Lille : aux assises, «il m’a volé ma vie, ma joie, mon bonheur…Il m’a tout pris!»

Devant la cour d’assises du Nord, le face-à-face des victimes de viols et de violences avec l’accusé restera stérile. Les jeunes femmes qui se succèdent à la barre accusent formellement le Lillois de 45 ans qui, de son côté, dit qu’il est victime d’une cabale de prostituées nigérianes.


Les avocats de la partie civile. De g. à d., Mes Sarah Nadji, Vincent Potié, Thomas Sebbane, Emilie Perrier et Gaelle Moquet


Elles portent de longues perruques tressées : blonde pour Abigaïl, brune pour Purity, violette pour Joy. Elles témoignent sous le « nom de rue », qui, depuis leur arrivée en France, a été leur seule identité. L’histoire qu’elles racontent à la barre, avec l’aide d’une traductrice anglophone, commence toujours par la même misère.


Elles sont nées au Nigeria, ont croisé une « Mama » qui leur avait fait miroiter l’Europe. « Je pensais venir travailler dans la coiffure », racontera Purity, qui débarque en France fin 2015, à peine majeure, pour fuir un beau-père violeur. Comme les autres, elle a 30 000 € de dette pour le voyage, et craint le « Juju » (mauvais sort), qui lui prévoit les pires horreurs, si elle avait l’idée de ne pas rembourser.


« Je ne sais pas »

___

(CONSIGNE A)
Recopiez l'extrait de « Lille : aux » jusqu'à « de prostituées nigérianes. » inclus.
(CONSIGNE B)
Résumez l'extrait en deux phrases.

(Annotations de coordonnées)
___

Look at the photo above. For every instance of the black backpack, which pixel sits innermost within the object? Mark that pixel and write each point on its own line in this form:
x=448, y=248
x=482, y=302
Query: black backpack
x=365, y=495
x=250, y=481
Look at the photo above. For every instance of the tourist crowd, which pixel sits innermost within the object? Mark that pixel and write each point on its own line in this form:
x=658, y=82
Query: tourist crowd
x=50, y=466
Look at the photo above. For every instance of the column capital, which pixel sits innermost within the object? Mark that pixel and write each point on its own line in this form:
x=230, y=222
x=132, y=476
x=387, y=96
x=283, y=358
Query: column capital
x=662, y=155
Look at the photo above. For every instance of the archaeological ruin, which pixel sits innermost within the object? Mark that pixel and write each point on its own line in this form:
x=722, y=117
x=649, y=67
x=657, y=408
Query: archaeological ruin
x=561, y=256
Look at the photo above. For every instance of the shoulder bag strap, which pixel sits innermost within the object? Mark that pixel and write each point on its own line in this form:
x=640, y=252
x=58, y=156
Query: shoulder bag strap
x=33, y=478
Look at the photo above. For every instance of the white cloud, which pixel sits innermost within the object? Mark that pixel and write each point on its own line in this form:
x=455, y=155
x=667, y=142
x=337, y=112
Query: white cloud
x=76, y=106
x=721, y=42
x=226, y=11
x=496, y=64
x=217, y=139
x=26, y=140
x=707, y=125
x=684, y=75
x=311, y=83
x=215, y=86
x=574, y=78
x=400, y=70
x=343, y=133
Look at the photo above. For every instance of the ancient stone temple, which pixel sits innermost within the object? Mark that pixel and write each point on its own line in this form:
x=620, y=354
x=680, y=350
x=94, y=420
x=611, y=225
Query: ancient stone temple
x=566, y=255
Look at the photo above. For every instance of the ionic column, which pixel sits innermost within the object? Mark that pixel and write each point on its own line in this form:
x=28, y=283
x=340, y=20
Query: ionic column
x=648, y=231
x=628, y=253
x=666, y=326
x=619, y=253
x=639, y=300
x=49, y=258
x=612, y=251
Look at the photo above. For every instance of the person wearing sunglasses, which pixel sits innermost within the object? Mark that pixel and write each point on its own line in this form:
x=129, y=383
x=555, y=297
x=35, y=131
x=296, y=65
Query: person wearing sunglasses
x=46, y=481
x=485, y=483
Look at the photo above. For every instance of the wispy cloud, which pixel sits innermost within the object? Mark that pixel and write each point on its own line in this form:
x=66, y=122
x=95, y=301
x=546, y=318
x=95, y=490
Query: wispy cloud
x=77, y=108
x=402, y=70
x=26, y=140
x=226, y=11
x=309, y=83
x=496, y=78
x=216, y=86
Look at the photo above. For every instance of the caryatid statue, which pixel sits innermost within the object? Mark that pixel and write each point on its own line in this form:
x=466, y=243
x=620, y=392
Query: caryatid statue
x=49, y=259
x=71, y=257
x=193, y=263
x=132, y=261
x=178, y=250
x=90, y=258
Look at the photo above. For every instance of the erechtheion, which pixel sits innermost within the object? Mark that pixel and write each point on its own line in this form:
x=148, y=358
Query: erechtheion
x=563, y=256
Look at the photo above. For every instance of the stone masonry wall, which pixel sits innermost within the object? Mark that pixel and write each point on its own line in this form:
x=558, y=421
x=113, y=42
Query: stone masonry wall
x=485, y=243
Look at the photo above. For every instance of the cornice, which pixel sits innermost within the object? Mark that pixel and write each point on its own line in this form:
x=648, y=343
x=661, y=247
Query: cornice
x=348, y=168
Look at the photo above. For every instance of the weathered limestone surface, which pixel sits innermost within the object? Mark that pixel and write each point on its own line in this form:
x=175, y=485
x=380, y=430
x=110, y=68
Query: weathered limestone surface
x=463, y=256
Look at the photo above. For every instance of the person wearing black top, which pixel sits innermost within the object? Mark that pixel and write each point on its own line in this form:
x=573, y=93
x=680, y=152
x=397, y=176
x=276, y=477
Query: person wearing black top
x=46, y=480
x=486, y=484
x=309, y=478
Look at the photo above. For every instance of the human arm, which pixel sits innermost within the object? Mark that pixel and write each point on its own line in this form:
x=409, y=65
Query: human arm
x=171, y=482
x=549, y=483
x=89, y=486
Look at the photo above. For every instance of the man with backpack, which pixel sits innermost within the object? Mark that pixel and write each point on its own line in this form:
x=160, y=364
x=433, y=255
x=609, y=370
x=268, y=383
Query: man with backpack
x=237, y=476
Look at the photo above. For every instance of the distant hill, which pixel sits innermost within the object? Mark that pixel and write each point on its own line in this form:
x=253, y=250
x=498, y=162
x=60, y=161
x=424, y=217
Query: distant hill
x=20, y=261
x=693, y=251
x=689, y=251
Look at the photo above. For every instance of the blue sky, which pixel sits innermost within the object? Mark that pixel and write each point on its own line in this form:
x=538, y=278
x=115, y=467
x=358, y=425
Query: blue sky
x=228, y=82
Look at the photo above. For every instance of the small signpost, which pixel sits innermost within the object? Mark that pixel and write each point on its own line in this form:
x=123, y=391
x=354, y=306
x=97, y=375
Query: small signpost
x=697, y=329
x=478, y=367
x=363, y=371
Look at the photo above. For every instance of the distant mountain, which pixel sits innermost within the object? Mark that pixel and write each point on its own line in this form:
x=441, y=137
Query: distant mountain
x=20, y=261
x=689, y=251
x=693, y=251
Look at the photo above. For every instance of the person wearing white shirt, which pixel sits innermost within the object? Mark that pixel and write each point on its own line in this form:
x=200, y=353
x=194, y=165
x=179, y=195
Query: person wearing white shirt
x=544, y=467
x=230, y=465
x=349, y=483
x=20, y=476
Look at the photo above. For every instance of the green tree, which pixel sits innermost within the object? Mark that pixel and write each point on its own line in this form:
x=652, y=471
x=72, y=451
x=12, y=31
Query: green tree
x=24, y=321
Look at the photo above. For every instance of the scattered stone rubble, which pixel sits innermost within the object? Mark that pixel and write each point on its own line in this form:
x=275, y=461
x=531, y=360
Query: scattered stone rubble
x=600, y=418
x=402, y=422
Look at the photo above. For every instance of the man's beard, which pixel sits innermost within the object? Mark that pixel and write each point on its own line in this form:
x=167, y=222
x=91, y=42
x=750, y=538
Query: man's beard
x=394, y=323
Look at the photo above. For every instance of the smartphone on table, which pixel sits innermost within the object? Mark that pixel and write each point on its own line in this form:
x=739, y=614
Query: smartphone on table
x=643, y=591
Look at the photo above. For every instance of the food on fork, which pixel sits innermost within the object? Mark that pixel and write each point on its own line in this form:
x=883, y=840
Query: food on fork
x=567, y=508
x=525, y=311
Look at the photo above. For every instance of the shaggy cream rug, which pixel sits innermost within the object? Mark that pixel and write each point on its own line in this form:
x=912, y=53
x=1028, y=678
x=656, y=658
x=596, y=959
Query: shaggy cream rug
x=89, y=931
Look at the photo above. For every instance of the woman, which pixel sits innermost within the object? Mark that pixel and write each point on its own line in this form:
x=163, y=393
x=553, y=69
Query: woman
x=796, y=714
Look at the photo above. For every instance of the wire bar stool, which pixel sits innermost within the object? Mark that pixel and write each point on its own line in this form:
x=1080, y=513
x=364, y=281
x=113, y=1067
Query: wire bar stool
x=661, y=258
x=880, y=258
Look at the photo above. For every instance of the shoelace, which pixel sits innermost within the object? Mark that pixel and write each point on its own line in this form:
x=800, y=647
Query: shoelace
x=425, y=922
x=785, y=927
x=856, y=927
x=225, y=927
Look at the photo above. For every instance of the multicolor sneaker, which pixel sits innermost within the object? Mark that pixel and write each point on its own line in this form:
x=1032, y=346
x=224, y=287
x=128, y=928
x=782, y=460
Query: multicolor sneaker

___

(RÉPONSE A)
Lille : aux assises, «il m’a volé ma vie, ma joie, mon bonheur…Il m’a tout pris!»

Devant la cour d’assises du Nord, le face-à-face des victimes de viols et de violences avec l’accusé restera stérile. Les jeunes femmes qui se succèdent à la barre accusent formellement le Lillois de 45 ans qui, de son côté, dit qu’il est victime d’une cabale de prostituées nigérianes.

(RÉPONSE B)
Devant la cour d'assises du Nord, des jeunes femmes accusent formellement un Lillois de 45 ans de viols et de violences, tandis que lui se dit victime d'une cabale de prostituées nigérianes. Nées au Nigeria, elles témoignent sous leur « nom de rue » et racontent avoir été attirées en Europe par une « Mama », avec une dette de 30 000 € pour le voyage et la peur du « Juju » si elles ne remboursaient pas.